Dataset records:
━━━━━━

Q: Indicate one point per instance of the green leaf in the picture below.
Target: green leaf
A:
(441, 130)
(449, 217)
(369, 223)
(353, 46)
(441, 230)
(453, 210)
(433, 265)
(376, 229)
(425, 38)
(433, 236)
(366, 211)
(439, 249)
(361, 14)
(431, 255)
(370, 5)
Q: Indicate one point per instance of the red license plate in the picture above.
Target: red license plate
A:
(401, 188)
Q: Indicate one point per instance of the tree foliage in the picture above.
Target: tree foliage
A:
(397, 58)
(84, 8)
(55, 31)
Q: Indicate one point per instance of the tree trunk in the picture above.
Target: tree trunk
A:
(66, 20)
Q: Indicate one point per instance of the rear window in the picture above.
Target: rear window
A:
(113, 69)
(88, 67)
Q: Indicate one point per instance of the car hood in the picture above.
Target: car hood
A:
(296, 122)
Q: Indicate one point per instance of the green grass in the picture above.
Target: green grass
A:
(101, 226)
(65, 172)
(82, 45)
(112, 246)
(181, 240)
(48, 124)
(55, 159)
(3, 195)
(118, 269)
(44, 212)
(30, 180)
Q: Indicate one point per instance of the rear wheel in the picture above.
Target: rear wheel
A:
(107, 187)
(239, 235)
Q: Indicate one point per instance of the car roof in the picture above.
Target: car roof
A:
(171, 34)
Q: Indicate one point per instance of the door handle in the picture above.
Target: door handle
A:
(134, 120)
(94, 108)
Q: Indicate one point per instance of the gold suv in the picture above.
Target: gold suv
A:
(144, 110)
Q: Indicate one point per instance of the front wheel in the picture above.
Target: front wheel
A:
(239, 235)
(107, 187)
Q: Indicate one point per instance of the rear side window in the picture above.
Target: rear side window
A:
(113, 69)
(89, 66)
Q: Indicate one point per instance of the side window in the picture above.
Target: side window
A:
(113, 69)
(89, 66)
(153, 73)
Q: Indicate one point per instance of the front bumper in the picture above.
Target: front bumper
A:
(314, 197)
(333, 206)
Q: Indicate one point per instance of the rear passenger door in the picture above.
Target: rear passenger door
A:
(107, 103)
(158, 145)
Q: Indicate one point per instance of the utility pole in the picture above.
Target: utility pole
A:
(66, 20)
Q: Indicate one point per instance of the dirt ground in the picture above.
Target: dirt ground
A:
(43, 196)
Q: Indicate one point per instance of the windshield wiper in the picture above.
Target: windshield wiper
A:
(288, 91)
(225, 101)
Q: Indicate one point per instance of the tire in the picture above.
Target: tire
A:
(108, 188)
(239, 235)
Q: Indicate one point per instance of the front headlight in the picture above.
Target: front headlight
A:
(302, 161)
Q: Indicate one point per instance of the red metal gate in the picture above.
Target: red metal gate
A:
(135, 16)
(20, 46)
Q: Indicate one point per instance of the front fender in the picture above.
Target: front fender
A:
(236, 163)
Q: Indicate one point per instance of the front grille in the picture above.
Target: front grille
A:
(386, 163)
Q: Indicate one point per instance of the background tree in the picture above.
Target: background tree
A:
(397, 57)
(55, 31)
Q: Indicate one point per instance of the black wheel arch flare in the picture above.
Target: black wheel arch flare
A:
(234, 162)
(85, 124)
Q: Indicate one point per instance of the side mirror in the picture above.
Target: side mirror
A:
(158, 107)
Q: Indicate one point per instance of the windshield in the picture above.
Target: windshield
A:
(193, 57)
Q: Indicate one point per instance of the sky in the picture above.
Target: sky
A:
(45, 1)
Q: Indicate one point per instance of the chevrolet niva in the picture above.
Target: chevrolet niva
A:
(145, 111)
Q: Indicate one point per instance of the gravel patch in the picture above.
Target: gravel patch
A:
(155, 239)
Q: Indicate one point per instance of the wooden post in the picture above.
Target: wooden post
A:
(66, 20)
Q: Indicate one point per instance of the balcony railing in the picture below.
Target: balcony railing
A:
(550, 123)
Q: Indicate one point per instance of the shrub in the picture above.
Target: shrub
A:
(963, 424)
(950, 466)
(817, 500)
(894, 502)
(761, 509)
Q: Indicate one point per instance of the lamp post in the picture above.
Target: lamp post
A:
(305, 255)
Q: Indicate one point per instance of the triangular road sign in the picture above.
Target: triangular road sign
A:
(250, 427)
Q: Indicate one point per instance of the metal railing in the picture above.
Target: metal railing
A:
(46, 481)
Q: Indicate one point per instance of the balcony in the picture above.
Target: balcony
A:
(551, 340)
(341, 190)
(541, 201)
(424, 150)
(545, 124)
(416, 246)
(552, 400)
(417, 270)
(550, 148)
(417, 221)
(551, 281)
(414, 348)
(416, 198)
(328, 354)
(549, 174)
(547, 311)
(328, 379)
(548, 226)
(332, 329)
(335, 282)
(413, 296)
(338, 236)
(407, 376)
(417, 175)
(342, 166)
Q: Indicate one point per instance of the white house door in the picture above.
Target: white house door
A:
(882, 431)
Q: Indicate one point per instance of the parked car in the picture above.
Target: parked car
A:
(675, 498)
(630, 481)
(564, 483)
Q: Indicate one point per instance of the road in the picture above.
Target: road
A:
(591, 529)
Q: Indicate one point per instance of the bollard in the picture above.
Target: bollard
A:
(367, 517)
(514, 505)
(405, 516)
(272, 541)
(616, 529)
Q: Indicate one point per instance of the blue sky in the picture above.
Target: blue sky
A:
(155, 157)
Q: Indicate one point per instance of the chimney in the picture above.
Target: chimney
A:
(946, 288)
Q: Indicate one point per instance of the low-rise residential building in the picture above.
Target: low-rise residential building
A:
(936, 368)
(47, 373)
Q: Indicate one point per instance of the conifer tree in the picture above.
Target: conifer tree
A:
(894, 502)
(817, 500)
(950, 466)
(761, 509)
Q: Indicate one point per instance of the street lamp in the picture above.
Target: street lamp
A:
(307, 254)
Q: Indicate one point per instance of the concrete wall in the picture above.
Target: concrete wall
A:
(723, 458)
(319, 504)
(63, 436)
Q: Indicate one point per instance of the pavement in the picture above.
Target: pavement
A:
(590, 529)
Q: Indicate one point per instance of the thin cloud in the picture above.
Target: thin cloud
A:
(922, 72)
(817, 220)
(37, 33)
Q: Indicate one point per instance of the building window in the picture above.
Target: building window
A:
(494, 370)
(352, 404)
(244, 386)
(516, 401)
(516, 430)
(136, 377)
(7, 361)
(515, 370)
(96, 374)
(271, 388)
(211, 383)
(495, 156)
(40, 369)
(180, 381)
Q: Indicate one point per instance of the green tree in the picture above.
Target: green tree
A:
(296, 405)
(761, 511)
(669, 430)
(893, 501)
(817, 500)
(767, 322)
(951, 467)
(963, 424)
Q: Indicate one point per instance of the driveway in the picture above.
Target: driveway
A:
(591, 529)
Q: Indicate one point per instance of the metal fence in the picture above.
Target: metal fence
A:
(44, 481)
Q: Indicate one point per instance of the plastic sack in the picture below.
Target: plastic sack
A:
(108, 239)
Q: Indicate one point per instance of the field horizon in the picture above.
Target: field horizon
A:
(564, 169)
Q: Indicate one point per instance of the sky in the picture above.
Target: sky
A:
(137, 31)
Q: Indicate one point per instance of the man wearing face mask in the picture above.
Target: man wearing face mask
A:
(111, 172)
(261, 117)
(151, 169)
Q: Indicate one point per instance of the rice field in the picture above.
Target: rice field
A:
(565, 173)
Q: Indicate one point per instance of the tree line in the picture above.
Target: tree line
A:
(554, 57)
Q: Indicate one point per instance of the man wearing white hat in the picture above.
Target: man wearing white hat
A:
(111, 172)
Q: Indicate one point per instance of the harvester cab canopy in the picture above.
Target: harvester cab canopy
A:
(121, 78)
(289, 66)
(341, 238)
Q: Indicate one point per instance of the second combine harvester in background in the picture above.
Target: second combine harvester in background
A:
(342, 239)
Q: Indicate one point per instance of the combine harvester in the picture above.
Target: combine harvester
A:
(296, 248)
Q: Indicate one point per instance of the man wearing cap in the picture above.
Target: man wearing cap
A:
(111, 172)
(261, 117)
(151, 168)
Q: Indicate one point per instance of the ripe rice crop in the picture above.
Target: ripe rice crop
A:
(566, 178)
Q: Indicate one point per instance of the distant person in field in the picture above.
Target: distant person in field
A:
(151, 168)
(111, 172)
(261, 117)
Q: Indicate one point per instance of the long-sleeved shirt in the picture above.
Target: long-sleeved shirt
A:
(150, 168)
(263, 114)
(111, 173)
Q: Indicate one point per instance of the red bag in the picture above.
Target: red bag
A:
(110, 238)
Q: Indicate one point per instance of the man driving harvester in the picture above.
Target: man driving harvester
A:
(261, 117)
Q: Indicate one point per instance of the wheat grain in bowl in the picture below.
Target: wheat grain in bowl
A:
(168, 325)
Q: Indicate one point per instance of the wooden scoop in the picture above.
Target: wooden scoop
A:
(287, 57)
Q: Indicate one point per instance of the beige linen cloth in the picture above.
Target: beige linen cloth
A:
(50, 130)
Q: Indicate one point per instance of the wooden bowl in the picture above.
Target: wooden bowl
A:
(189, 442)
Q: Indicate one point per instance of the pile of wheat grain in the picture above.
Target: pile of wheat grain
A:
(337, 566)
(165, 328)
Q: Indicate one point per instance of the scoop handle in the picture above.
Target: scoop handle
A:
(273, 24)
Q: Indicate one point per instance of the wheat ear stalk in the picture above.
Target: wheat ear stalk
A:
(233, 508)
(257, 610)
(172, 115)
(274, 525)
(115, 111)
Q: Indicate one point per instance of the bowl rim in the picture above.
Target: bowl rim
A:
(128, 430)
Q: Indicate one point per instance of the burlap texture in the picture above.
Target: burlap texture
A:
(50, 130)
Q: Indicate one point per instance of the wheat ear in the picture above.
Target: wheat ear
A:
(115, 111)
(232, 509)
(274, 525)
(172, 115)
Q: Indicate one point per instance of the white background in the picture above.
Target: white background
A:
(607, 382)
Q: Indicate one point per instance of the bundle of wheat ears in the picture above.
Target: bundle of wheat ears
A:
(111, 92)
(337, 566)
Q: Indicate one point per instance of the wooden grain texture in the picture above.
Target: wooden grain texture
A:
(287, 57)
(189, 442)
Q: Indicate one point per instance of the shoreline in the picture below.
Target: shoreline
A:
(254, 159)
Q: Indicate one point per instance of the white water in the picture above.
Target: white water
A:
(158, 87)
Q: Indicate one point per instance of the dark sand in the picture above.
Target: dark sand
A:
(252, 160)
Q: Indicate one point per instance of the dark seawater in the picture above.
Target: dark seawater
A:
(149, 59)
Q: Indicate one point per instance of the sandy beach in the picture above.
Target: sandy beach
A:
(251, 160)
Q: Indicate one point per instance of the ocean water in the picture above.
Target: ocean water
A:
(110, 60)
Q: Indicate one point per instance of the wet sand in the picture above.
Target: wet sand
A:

━━━━━━

ASSIGNMENT:
Search the entries for "background" and copy out each line that has it.

WRITTEN SOLUTION:
Q: Indicate one point per instance of the background tree in the picture above.
Target: background tree
Q: Indicate one point per instance of the second combine harvester in background in the picture above.
Target: second combine harvester in background
Q: Indicate one point per instance of the white background in the picture above.
Target: white background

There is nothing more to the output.